- EXTRACT TO READ
↓
Mary Sheeran - Hardware Design and Functional Programming: Still Interesting After All These Years
Thank you for the opportunity come and rant, unconstrained by science! (laughter)
What I plan to do: show you some stuff I think is interesting, in the hope of luring you into FP and hardware design. I consulted some oracles (who work at the coal-face of hardware design); this is a mixture of things I like and they told me about.
Let's start about hardware description languages. How old are they? When did it start? I found a paper from 1968 which starts nicely: it's states "specifying, documenting and controlling the design of digital systems are problems of increasing severity." That's a nice introduction! Then it goes ahead and says, "Unfortunately, their contribution is mostly oriented tward the machine that they were develping at the time and is not generally useful." Papers were snarkier in the 60s? (Another on Algol60: "it is less than satisfying"). The paper being snarkily referred to here is actually the one that introduced microprogramming. Paper 1953, presented 1951. That's cool, but I should add... my slides are full of links. Eventually you will be able to click and look at these things.
So... that's one possible oldest HDL. But there's also Reed from MIT, who wrote "Symbolic synthesis of digital computers." Unfortunately, my university doesn't think I want to read papers that are older than 1980, so I couldn't get it. But I could get the abstract: it talks about how a boolean machine is an "automatic operational filing system": information is contained in sets of elementary boxes or files, each contianing one of the symbols 0 and 1. You can think back to this time where people couldn't even agree what to call things! But it has a lnguage which describes circuits.
But I finally got back to 1937: Shannon's MSC thesis, it has the idea of using boolean algebra to reason about switching circuits. If I had known that someone had written a masters thesis and started a whole field, I would have given up! It's online at MIT; and it's fascinating. IF THERE IS ONLY ONE THING YOU LOOK AT, IT'S THIS ONE.
↑
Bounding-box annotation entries
↓
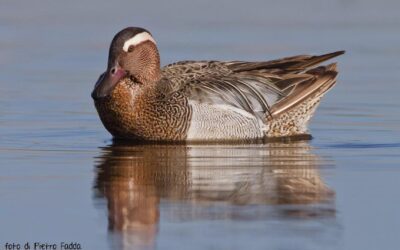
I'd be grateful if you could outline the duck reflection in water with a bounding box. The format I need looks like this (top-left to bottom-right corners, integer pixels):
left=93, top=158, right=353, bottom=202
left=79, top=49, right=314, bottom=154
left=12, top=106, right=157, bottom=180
left=95, top=141, right=335, bottom=249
↑
- STATED EXERCISE 1
Copy the notes on hardware design and functional programming word for word, from start to finish.
- STATED EXERCISE 2
Quote every line of the records exactly as it appears, leaving out the pictures.

- FINISHED ANSWER 1
Mary Sheeran - Hardware Design and Functional Programming: Still Interesting After All These Years
Thank you for the opportunity come and rant, unconstrained by science! (laughter)
What I plan to do: show you some stuff I think is interesting, in the hope of luring you into FP and hardware design. I consulted some oracles (who work at the coal-face of hardware design); this is a mixture of things I like and they told me about.
Let's start about hardware description languages. How old are they? When did it start? I found a paper from 1968 which starts nicely: it's states "specifying, documenting and controlling the design of digital systems are problems of increasing severity." That's a nice introduction! Then it goes ahead and says, "Unfortunately, their contribution is mostly oriented tward the machine that they were develping at the time and is not generally useful." Papers were snarkier in the 60s? (Another on Algol60: "it is less than satisfying"). The paper being snarkily referred to here is actually the one that introduced microprogramming. Paper 1953, presented 1951. That's cool, but I should add... my slides are full of links. Eventually you will be able to click and look at these things.
So... that's one possible oldest HDL. But there's also Reed from MIT, who wrote "Symbolic synthesis of digital computers." Unfortunately, my university doesn't think I want to read papers that are older than 1980, so I couldn't get it. But I could get the abstract: it talks about how a boolean machine is an "automatic operational filing system": information is contained in sets of elementary boxes or files, each contianing one of the symbols 0 and 1. You can think back to this time where people couldn't even agree what to call things! But it has a lnguage which describes circuits.
But I finally got back to 1937: Shannon's MSC thesis, it has the idea of using boolean algebra to reason about switching circuits. If I had known that someone had written a masters thesis and started a whole field, I would have given up! It's online at MIT; and it's fascinating. IF THERE IS ONLY ONE THING YOU LOOK AT, IT'S THIS ONE.

- FINISHED ANSWER 2
I'd be grateful if you could outline the duck reflection in water with a bounding box. The format I need looks like this (top-left to bottom-right corners, integer pixels):
left=93, top=158, right=353, bottom=202
left=79, top=49, right=314, bottom=154
left=12, top=106, right=157, bottom=180
left=95, top=141, right=335, bottom=249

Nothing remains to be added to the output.